* **Work required**:
Copy out all of the lines below, swapping every occurrence of "rough mask" for "coarse mask" and changing nothing else.

--------------------------------

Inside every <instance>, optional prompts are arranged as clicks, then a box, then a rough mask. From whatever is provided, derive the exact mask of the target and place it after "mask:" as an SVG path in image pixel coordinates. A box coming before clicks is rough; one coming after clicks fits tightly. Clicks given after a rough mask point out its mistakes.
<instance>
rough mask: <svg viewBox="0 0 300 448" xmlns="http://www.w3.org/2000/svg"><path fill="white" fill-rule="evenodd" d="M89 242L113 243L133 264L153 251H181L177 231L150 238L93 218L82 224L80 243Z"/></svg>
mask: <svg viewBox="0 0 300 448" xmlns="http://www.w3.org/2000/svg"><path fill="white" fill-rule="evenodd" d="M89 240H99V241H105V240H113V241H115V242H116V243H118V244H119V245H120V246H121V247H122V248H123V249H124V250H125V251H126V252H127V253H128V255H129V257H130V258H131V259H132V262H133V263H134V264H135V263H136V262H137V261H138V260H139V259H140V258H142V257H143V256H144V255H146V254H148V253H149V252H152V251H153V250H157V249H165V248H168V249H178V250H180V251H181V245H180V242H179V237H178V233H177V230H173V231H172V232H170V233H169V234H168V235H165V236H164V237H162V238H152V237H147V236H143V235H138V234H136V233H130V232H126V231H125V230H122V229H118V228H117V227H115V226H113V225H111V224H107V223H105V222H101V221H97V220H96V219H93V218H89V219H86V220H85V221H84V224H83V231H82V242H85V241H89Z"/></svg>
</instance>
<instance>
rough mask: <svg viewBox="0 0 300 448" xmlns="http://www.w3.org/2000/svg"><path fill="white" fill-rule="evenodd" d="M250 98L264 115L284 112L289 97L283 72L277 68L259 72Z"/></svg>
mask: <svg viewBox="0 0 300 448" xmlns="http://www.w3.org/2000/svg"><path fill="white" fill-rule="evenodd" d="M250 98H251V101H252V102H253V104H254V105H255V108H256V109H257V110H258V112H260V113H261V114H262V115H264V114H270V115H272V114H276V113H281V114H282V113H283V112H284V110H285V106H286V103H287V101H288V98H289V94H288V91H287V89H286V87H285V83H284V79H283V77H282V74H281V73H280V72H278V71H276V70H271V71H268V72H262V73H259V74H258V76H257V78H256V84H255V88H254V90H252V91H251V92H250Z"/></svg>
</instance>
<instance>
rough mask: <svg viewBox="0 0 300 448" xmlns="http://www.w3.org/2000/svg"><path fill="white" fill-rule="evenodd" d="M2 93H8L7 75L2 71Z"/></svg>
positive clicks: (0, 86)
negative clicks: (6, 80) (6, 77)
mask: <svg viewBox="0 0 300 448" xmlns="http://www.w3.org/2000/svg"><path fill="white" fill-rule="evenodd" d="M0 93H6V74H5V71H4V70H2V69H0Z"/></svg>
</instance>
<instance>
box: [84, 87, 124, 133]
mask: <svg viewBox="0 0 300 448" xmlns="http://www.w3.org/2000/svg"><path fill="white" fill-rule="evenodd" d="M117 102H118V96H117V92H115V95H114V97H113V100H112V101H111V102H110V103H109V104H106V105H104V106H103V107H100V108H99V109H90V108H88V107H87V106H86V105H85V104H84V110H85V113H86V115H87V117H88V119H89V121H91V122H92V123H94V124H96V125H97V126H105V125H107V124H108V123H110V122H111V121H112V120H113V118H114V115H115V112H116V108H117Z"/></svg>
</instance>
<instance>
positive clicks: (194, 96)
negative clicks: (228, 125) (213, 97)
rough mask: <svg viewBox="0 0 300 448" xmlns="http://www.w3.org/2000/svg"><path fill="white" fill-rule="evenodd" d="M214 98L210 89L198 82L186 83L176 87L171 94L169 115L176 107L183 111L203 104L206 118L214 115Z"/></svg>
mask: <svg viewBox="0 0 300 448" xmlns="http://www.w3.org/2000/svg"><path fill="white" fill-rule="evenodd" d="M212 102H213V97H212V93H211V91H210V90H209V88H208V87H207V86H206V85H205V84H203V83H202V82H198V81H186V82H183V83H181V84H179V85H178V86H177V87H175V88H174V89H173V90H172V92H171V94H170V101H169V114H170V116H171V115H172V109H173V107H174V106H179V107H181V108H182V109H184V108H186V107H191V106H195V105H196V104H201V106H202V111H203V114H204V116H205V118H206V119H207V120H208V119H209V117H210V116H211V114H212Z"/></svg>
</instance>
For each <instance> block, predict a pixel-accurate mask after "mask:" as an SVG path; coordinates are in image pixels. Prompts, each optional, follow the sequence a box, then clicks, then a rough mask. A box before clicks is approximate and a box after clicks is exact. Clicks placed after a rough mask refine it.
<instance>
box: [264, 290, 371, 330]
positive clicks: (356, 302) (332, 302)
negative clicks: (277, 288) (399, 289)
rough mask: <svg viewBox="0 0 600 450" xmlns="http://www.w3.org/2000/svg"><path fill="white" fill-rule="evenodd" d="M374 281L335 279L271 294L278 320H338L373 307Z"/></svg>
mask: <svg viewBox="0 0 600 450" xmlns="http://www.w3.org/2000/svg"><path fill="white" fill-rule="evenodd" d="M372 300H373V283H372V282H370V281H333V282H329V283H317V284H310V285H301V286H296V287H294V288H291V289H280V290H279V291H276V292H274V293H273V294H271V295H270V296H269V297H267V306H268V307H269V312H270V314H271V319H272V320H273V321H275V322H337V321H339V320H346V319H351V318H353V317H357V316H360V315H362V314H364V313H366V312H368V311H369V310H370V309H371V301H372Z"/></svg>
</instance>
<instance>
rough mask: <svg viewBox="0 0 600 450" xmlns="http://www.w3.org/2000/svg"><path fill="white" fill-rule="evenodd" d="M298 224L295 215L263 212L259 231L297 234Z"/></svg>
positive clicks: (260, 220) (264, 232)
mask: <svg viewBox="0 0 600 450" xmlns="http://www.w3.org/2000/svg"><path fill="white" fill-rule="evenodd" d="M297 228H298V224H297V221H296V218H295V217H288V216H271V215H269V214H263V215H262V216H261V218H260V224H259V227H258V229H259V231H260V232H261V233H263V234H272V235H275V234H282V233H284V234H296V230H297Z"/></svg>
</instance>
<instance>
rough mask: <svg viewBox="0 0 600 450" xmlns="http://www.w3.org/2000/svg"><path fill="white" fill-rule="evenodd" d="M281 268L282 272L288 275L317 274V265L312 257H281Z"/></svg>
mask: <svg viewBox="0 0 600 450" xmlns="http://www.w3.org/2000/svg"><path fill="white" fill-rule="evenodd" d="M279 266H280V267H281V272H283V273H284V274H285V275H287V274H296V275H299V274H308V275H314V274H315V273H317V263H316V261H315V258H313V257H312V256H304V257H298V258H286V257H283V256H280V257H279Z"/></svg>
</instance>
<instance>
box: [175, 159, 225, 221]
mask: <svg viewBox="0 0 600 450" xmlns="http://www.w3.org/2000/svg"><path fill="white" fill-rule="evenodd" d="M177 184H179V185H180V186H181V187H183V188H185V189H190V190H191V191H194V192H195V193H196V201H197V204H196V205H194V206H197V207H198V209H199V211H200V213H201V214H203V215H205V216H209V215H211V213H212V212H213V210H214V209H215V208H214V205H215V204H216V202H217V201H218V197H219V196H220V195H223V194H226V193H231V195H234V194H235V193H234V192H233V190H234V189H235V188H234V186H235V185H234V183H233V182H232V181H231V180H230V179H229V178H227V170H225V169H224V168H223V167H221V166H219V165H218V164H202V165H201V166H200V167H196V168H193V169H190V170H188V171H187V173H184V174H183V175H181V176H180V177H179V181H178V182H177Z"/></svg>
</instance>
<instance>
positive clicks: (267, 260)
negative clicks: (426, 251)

--------------------------------

* **Answer to the problem**:
Inside every <instance>, optional prompts are arranged as clicks, then a box, then a coarse mask. From whatever is provided, derive the exact mask of the target and place it after "mask:" as an SVG path in image pixel coordinates. A box coming before clicks is rough; one coming after clicks fits tightly. Clicks given after a coarse mask point out its mistakes.
<instance>
coarse mask: <svg viewBox="0 0 300 448" xmlns="http://www.w3.org/2000/svg"><path fill="white" fill-rule="evenodd" d="M89 242L113 243L133 264L153 251H181L177 231L150 238L93 218L82 224L80 243Z"/></svg>
mask: <svg viewBox="0 0 300 448" xmlns="http://www.w3.org/2000/svg"><path fill="white" fill-rule="evenodd" d="M89 240H99V241H105V240H113V241H115V242H116V243H118V244H119V245H120V246H121V247H122V248H123V249H124V250H125V251H126V252H127V253H128V255H129V257H130V258H131V259H132V262H133V263H134V264H135V263H136V262H137V261H138V260H139V259H140V258H142V257H143V256H144V255H146V254H148V253H149V252H152V251H153V250H157V249H165V248H168V249H178V250H180V251H181V245H180V242H179V237H178V233H177V230H173V231H172V232H170V233H169V234H168V235H165V236H164V237H162V238H152V237H147V236H143V235H138V234H136V233H130V232H126V231H125V230H122V229H118V228H117V227H115V226H113V225H111V224H107V223H105V222H101V221H97V220H96V219H93V218H89V219H86V220H85V221H84V224H83V231H82V242H85V241H89Z"/></svg>
</instance>
<instance>
coarse mask: <svg viewBox="0 0 300 448" xmlns="http://www.w3.org/2000/svg"><path fill="white" fill-rule="evenodd" d="M250 98L264 115L284 112L289 97L283 72L277 68L259 72Z"/></svg>
mask: <svg viewBox="0 0 300 448" xmlns="http://www.w3.org/2000/svg"><path fill="white" fill-rule="evenodd" d="M250 98H251V101H252V102H253V104H254V105H255V108H256V109H257V110H258V112H260V113H261V114H262V115H264V114H270V115H272V114H276V113H281V114H282V113H283V112H284V110H285V106H286V103H287V101H288V98H289V94H288V91H287V89H286V87H285V83H284V79H283V77H282V74H281V73H280V72H278V71H276V70H271V71H268V72H262V73H259V74H258V76H257V78H256V84H255V88H254V90H252V91H251V92H250Z"/></svg>
</instance>
<instance>
coarse mask: <svg viewBox="0 0 300 448" xmlns="http://www.w3.org/2000/svg"><path fill="white" fill-rule="evenodd" d="M2 93H8L7 75L2 71Z"/></svg>
positive clicks: (0, 86)
negative clicks: (6, 80) (6, 77)
mask: <svg viewBox="0 0 300 448" xmlns="http://www.w3.org/2000/svg"><path fill="white" fill-rule="evenodd" d="M0 93H6V74H5V71H4V70H2V69H0Z"/></svg>
</instance>
<instance>
box: [84, 87, 124, 133]
mask: <svg viewBox="0 0 300 448" xmlns="http://www.w3.org/2000/svg"><path fill="white" fill-rule="evenodd" d="M117 102H118V96H117V92H115V95H114V97H113V100H112V101H111V102H110V103H109V104H106V105H104V106H103V107H100V108H99V109H90V108H88V107H87V106H86V105H85V104H84V110H85V113H86V115H87V117H88V119H89V121H91V122H92V123H94V124H96V125H97V126H105V125H107V124H108V123H110V122H111V121H112V120H113V118H114V115H115V112H116V108H117Z"/></svg>
</instance>
<instance>
positive clicks: (194, 96)
negative clicks: (228, 125) (213, 97)
coarse mask: <svg viewBox="0 0 300 448" xmlns="http://www.w3.org/2000/svg"><path fill="white" fill-rule="evenodd" d="M214 98L210 89L198 82L186 83L176 87L171 94L169 115L176 107L183 111L203 104L206 118L214 115Z"/></svg>
mask: <svg viewBox="0 0 300 448" xmlns="http://www.w3.org/2000/svg"><path fill="white" fill-rule="evenodd" d="M212 102H213V97H212V93H211V91H210V90H209V88H208V87H207V86H206V85H205V84H203V83H202V82H198V81H186V82H183V83H181V84H179V85H178V86H177V87H175V88H174V89H173V90H172V92H171V94H170V101H169V114H170V116H171V115H172V109H173V107H174V106H179V107H181V108H182V109H184V108H186V107H191V106H195V105H196V104H201V106H202V111H203V114H204V116H205V118H206V119H207V120H208V119H209V117H210V116H211V114H212Z"/></svg>
</instance>
For each <instance> block, predict a pixel-accurate mask after "mask:" as an SVG path; coordinates are in image pixels. Prompts, each optional, follow the sequence a box, then clicks, then a coarse mask. A box before clicks is approximate and a box after clicks is exact. Clicks placed after a coarse mask refine it.
<instance>
box: [264, 290, 371, 330]
positive clicks: (356, 302) (332, 302)
negative clicks: (277, 288) (399, 289)
coarse mask: <svg viewBox="0 0 600 450" xmlns="http://www.w3.org/2000/svg"><path fill="white" fill-rule="evenodd" d="M374 281L335 279L271 294L278 320H338L373 307Z"/></svg>
mask: <svg viewBox="0 0 600 450" xmlns="http://www.w3.org/2000/svg"><path fill="white" fill-rule="evenodd" d="M372 300H373V283H372V282H370V281H333V282H329V283H317V284H310V285H301V286H296V287H294V288H291V289H280V290H279V291H276V292H274V293H273V294H271V295H270V296H269V297H267V306H268V307H269V312H270V314H271V319H272V320H273V321H275V322H337V321H339V320H346V319H351V318H353V317H357V316H360V315H362V314H364V313H366V312H368V311H369V310H370V309H371V301H372Z"/></svg>
</instance>
<instance>
coarse mask: <svg viewBox="0 0 600 450" xmlns="http://www.w3.org/2000/svg"><path fill="white" fill-rule="evenodd" d="M298 224L295 215L263 212L259 231L297 234Z"/></svg>
positive clicks: (260, 220) (264, 232)
mask: <svg viewBox="0 0 600 450" xmlns="http://www.w3.org/2000/svg"><path fill="white" fill-rule="evenodd" d="M297 228H298V224H297V221H296V218H295V217H288V216H271V215H269V214H263V215H262V216H261V218H260V224H259V227H258V229H259V231H260V232H261V233H263V234H272V235H275V234H282V233H284V234H296V230H297Z"/></svg>
</instance>
<instance>
coarse mask: <svg viewBox="0 0 600 450" xmlns="http://www.w3.org/2000/svg"><path fill="white" fill-rule="evenodd" d="M281 268L282 272L288 275L317 274V265L312 257H281Z"/></svg>
mask: <svg viewBox="0 0 600 450" xmlns="http://www.w3.org/2000/svg"><path fill="white" fill-rule="evenodd" d="M279 266H280V267H281V272H283V273H284V274H285V275H287V274H296V275H299V274H308V275H314V274H315V273H317V263H316V261H315V258H313V257H312V256H304V257H298V258H286V257H283V256H280V257H279Z"/></svg>
</instance>
<instance>
box: [175, 159, 225, 221]
mask: <svg viewBox="0 0 600 450" xmlns="http://www.w3.org/2000/svg"><path fill="white" fill-rule="evenodd" d="M177 184H179V185H180V186H181V187H183V188H185V189H190V190H191V191H194V192H195V193H196V201H197V204H196V205H194V206H197V207H198V209H199V211H200V213H201V214H203V215H205V216H209V215H211V213H212V212H213V210H214V209H215V208H214V205H215V204H216V202H217V201H218V197H219V196H220V195H223V194H226V193H231V195H234V194H235V193H234V192H233V190H234V189H235V188H234V186H235V185H234V183H233V182H232V181H231V180H230V179H229V178H227V170H225V169H224V168H223V167H221V166H219V165H218V164H202V165H201V166H200V167H196V168H193V169H190V170H188V171H187V173H184V174H183V175H181V176H180V177H179V181H178V182H177Z"/></svg>
</instance>
<instance>
positive clicks: (267, 260)
negative clicks: (426, 251)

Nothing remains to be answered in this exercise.